══ TRECHO DO TEXTO

Pode ser que, um dia, o medo da solidão se transforme em gratidão sincera por termos encontrado a nossa companhia.
21 de fevereiro de 2018
João Pereira Coutinho, Folha de SP
Confesso que a ideia me parece absurda. Tão absurda como haver um ministro para a tristeza ou uma ministra para o fracasso. Razão óbvia: Theresa May está errada quando acredita que a solidão é uma "realidade" moderna. Não é.
A solidão, tal como a tristeza e o fracasso, faz parte da condição humana, provavelmente desde o momento em que os membros da espécie tiveram consciência de si próprios.
A solidão não tem "cura" porque, em rigor, não é uma doença. Exceto para a tradição racionalista —antiga e moderna— em que Theresa May, ironicamente tida por "conservadora", se inspira.

════
══ DADOS FORNECIDOS

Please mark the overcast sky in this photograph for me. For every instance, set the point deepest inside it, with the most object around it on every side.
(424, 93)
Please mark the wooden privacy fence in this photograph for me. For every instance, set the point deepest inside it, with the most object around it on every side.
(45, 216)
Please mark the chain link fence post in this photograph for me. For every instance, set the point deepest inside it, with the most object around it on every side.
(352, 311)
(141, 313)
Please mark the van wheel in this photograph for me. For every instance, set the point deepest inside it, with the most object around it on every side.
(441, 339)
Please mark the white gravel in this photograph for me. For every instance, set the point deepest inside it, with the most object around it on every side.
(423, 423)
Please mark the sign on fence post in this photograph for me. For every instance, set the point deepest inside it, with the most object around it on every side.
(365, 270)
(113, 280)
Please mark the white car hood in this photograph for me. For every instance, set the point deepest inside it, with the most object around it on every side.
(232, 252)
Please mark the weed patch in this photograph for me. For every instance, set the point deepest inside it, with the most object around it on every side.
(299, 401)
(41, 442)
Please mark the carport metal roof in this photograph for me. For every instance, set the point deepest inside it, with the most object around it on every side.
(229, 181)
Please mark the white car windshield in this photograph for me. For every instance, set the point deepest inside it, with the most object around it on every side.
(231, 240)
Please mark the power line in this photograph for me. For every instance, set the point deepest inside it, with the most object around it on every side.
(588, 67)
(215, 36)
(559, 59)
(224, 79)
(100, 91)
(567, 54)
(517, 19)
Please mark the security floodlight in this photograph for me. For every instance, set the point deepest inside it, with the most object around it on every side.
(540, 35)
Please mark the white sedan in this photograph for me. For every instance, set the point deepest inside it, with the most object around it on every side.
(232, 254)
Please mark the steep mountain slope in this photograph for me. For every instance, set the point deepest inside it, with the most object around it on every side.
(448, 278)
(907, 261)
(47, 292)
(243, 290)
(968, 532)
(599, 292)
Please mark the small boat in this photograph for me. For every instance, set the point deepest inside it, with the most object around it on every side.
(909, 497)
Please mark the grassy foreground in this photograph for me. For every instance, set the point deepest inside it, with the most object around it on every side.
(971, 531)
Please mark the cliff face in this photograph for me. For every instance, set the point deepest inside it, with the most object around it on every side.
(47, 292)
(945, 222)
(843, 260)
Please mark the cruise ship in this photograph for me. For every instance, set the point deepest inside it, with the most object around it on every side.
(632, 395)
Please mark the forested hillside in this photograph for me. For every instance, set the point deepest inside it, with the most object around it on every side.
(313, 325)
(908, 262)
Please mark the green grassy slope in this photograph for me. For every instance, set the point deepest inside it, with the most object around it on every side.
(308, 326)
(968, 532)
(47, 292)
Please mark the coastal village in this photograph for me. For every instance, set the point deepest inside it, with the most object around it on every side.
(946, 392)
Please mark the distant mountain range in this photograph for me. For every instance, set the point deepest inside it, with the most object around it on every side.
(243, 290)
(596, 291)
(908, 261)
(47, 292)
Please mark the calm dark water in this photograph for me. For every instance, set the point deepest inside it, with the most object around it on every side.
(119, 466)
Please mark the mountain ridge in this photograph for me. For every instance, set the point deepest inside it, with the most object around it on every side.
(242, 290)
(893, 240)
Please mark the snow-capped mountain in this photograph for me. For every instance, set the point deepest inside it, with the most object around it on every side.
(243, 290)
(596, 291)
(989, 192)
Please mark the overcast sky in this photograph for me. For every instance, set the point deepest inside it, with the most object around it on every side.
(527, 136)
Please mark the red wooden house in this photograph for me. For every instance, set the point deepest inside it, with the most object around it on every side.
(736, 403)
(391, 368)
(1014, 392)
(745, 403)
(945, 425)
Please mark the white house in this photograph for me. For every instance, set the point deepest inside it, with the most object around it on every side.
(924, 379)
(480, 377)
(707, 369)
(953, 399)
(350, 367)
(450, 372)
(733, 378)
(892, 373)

════

**EXERCÍCIO:**
No texto sobre a solidão, como fica em inglês a frase "A solidão, tal como a tristeza e o fracasso, faz parte da condição humana, provavelmente desde o momento em que os membros da espécie tiveram consciência de si próprios."?

**RESPOSTA:**
Loneliness, like sadness and failure, is part of the human condition, probably since the moment the members of the species became aware of themselves.